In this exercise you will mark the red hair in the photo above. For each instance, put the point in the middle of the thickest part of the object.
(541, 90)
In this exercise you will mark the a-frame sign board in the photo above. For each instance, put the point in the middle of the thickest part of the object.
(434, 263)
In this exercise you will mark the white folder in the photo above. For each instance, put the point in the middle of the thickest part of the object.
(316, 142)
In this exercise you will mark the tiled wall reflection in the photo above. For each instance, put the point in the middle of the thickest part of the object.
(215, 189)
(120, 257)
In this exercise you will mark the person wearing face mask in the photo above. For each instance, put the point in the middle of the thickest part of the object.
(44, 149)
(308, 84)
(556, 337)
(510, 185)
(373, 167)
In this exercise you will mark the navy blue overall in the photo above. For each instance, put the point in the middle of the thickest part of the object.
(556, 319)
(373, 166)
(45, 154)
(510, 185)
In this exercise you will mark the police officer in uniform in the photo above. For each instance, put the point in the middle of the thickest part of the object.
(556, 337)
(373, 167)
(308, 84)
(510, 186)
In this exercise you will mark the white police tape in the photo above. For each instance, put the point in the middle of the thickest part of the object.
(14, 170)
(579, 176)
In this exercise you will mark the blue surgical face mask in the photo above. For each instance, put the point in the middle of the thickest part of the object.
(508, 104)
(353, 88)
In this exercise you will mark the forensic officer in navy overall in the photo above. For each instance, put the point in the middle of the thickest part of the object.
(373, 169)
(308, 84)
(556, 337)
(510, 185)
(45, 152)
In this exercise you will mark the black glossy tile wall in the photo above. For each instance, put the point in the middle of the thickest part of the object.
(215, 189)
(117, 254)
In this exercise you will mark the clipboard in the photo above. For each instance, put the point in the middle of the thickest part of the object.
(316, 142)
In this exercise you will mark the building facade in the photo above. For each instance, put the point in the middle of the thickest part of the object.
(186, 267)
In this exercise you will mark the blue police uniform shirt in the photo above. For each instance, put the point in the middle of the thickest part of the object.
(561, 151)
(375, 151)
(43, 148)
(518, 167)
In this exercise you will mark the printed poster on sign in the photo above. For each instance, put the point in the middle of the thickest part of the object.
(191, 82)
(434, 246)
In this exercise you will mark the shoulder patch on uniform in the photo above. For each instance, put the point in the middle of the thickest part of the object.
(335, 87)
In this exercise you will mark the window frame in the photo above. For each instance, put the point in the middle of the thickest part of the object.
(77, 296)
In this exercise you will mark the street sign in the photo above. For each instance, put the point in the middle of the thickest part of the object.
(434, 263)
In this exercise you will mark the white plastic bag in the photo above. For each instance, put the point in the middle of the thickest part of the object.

◆ ◆ ◆ ◆ ◆

What the task requires =>
Lay out every line of the entries above as a Markdown table with the columns Row and Entry line. Number the rows in order and skip any blank lines.

Solution for this exercise =>
| Row | Entry line |
|---|---|
| 1 | In this exercise you will mark the red hair in the photo above. For each instance, put the point in the middle of the thickest part of the object. |
| 2 | (541, 90) |
| 3 | In this exercise you will mark the a-frame sign board in the photo above. For each instance, put the point in the middle of the thickest part of the object. |
| 4 | (434, 263) |
| 5 | In this exercise you will mark the white folder in the photo above. For each instance, put the point in the middle of the thickest part of the object. |
| 6 | (316, 142) |
| 7 | In this exercise you will mark the tiled wall reflection in the photo above. For each instance, put the point in the middle of the thickest part of the object. |
| 8 | (215, 189) |
| 9 | (120, 257) |
| 10 | In this exercise you will mark the person wearing face mask in the photo above. For each instance, put the point in the middle of the thickest part of the object. |
| 11 | (44, 149) |
| 12 | (308, 84) |
| 13 | (556, 337) |
| 14 | (510, 185) |
| 15 | (373, 167) |
| 16 | In this exercise you will mark the navy blue overall in the photo above. For each instance, put the point in the middle of the thickest part of the object. |
| 17 | (556, 319) |
| 18 | (373, 166) |
| 19 | (45, 154) |
| 20 | (510, 185) |
| 21 | In this exercise you will mark the police officer in uniform in the photo above. For each instance, put the point in the middle of the thickest part of the object. |
| 22 | (556, 337) |
| 23 | (373, 167) |
| 24 | (308, 84) |
| 25 | (510, 186) |
| 26 | In this exercise you will mark the white police tape in the photo above. For each instance, put the point in the middle of the thickest part of the object. |
| 27 | (14, 170) |
| 28 | (579, 176) |
| 29 | In this exercise you will mark the blue surgical face mask in the photo above. For each instance, put the point in the middle of the thickest part of the object. |
| 30 | (508, 104) |
| 31 | (353, 88) |
| 32 | In this exercise you will mark the forensic officer in navy overall in the photo above. For each instance, put the point in the middle of the thickest part of the object. |
| 33 | (373, 169) |
| 34 | (308, 84) |
| 35 | (556, 337) |
| 36 | (510, 185) |
| 37 | (45, 152) |
| 38 | In this exercise you will mark the black glossy tile wall in the photo above. For each instance, put the point in the middle of the thickest part of the object. |
| 39 | (215, 189) |
| 40 | (117, 254) |
| 41 | In this exercise you will mark the clipboard in the photo above. For each instance, put the point in the middle of the thickest part of the object. |
| 42 | (316, 142) |
| 43 | In this exercise you will mark the building facade in the photo above. For each instance, put the point in the middle of the thickest part of the object. |
| 44 | (186, 267) |
| 45 | In this exercise you will mark the blue police uniform shirt in the photo above. For each instance, put the point in the middle of the thickest part of the object. |
| 46 | (561, 151) |
| 47 | (375, 151) |
| 48 | (43, 148) |
| 49 | (518, 167) |
| 50 | In this exercise you will mark the printed poster on sign in the photo above. For each instance, put the point in the middle of the thickest part of the object. |
| 51 | (191, 82) |
| 52 | (434, 246) |
| 53 | In this exercise you will mark the shoulder patch on uniform in the photo above. For each instance, put the point in the middle of the thickest part of the object. |
| 54 | (335, 87) |
| 55 | In this exercise you will mark the window frame in the photo above. For each instance, put the point in the middle of the thickest part of the object. |
| 56 | (77, 296) |
| 57 | In this exercise you will mark the street sign in the photo above. For each instance, put the point in the middle of the thickest part of the object. |
| 58 | (434, 263) |
| 59 | In this exercise you will mark the white plastic bag in the photo above. For each instance, put the point in the middle of the thickest part of the object. |